What needs to be done.
Starting at the beginning of the material and ending at the line that contains "63), (271, 70)]", switch "mountain" to "hill" and write those lines out again with nothing else changed. Leave the pictures out of your answer.

[Records]
· · ·

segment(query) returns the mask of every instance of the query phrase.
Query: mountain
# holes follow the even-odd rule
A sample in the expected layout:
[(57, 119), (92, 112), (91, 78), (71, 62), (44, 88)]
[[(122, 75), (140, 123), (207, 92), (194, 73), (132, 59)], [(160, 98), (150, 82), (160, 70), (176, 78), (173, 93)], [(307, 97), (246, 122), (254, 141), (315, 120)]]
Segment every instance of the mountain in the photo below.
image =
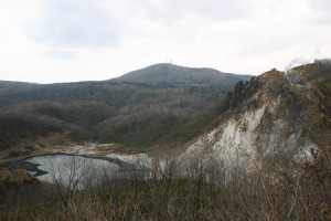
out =
[(222, 73), (213, 69), (192, 69), (163, 63), (130, 72), (115, 81), (153, 84), (223, 85), (228, 87), (238, 81), (247, 81), (250, 77), (249, 75)]
[(238, 82), (221, 105), (217, 125), (181, 157), (258, 167), (291, 157), (331, 154), (331, 63), (271, 70)]
[[(203, 117), (203, 124), (192, 120), (210, 116), (235, 83), (250, 77), (199, 70), (157, 64), (102, 82), (0, 82), (0, 149), (56, 134), (76, 141), (148, 147), (185, 125), (190, 136), (183, 136), (192, 138), (199, 128), (192, 133), (191, 127), (211, 117)], [(147, 77), (153, 73), (157, 77)], [(128, 76), (135, 81), (124, 81)]]

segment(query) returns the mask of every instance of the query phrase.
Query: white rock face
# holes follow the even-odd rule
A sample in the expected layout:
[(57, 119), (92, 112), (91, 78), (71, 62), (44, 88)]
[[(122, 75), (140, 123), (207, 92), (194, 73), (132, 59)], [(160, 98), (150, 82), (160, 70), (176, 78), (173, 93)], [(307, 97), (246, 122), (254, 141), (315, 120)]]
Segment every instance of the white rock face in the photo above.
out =
[[(260, 159), (269, 154), (286, 151), (297, 146), (301, 130), (285, 137), (281, 133), (287, 123), (275, 119), (270, 123), (269, 134), (259, 134), (258, 127), (264, 119), (265, 113), (276, 113), (280, 97), (263, 105), (256, 110), (247, 110), (236, 114), (222, 123), (217, 128), (202, 136), (191, 145), (179, 158), (182, 161), (199, 159), (202, 161), (217, 161), (224, 167), (236, 165), (248, 169), (259, 167)], [(257, 141), (257, 138), (260, 140)], [(264, 140), (268, 140), (267, 143)], [(263, 155), (258, 154), (257, 147), (264, 148)], [(284, 149), (282, 149), (284, 148)], [(299, 148), (293, 156), (296, 160), (312, 160), (311, 149), (318, 151), (316, 144), (308, 141)]]
[(225, 126), (220, 126), (201, 137), (181, 156), (190, 158), (214, 158), (225, 166), (246, 164), (256, 158), (255, 129), (266, 106), (256, 112), (246, 112), (238, 119), (229, 118)]

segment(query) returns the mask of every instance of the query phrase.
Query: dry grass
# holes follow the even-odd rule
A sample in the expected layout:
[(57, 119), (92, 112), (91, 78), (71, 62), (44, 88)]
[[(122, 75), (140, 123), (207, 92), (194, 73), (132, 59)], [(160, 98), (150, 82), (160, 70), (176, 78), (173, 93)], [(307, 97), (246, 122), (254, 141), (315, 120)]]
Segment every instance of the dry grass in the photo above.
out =
[(134, 169), (70, 194), (54, 187), (33, 207), (12, 199), (0, 220), (331, 220), (330, 158), (298, 164), (284, 157), (275, 165), (248, 173), (201, 162), (183, 169), (169, 160), (149, 179)]

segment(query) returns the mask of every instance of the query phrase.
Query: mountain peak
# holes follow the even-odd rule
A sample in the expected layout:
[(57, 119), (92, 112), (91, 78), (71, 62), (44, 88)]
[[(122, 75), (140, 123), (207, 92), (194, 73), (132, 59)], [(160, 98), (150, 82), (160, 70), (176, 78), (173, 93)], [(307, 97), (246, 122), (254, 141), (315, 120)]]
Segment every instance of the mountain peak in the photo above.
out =
[(206, 67), (185, 67), (160, 63), (125, 74), (115, 81), (149, 84), (226, 85), (237, 81), (248, 81), (249, 75), (223, 73)]

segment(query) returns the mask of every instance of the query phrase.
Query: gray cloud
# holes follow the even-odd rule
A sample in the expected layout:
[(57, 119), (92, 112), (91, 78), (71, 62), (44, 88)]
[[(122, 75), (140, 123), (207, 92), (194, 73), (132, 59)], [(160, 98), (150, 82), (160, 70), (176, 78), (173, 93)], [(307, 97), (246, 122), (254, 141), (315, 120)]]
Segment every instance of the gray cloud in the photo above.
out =
[(95, 1), (43, 0), (39, 21), (24, 29), (30, 39), (53, 48), (111, 46), (119, 29)]

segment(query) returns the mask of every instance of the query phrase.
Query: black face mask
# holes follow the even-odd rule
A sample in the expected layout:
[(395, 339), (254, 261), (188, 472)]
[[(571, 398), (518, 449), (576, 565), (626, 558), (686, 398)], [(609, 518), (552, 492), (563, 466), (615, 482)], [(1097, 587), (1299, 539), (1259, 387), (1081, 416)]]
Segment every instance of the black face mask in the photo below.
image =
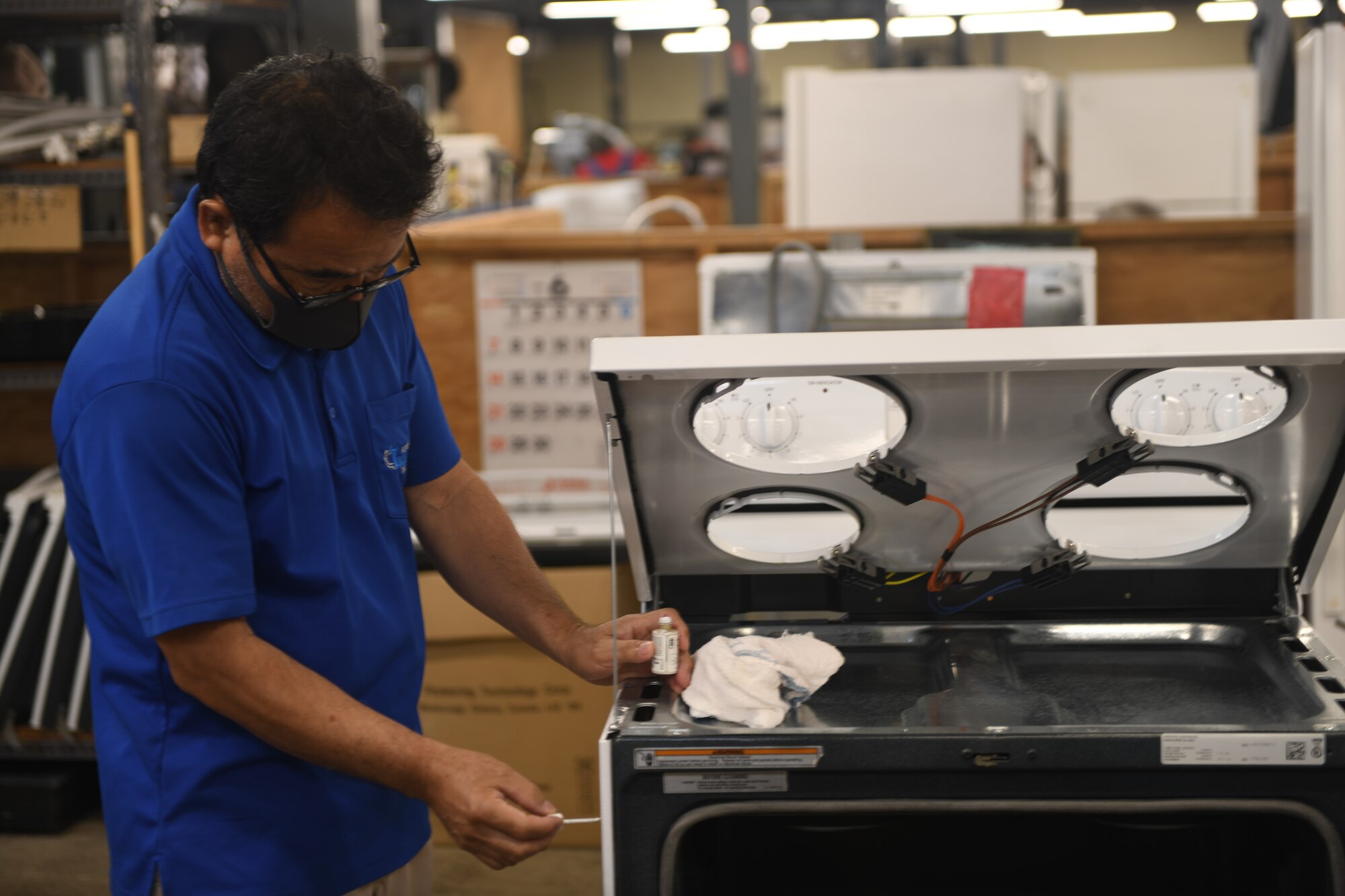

· · ·

Exercise solution.
segment(query) returns the mask of every instance of the query phrase.
Query: hill
# holes follow the even-odd rule
A sample in the expected layout:
[(57, 119), (92, 112), (91, 78), (71, 62), (44, 88)]
[[(122, 75), (140, 123), (207, 92), (194, 73), (132, 59)], [(160, 98), (150, 82), (160, 70), (176, 78), (173, 93)], [(307, 97), (246, 122), (254, 141), (315, 120)]]
Segment every instance of the hill in the photo below.
image =
out =
[(222, 73), (213, 69), (192, 69), (163, 63), (130, 72), (115, 81), (153, 84), (223, 85), (228, 87), (238, 81), (247, 81), (250, 77), (249, 75)]
[(238, 82), (221, 105), (217, 125), (181, 157), (258, 167), (291, 157), (331, 154), (331, 63), (271, 70)]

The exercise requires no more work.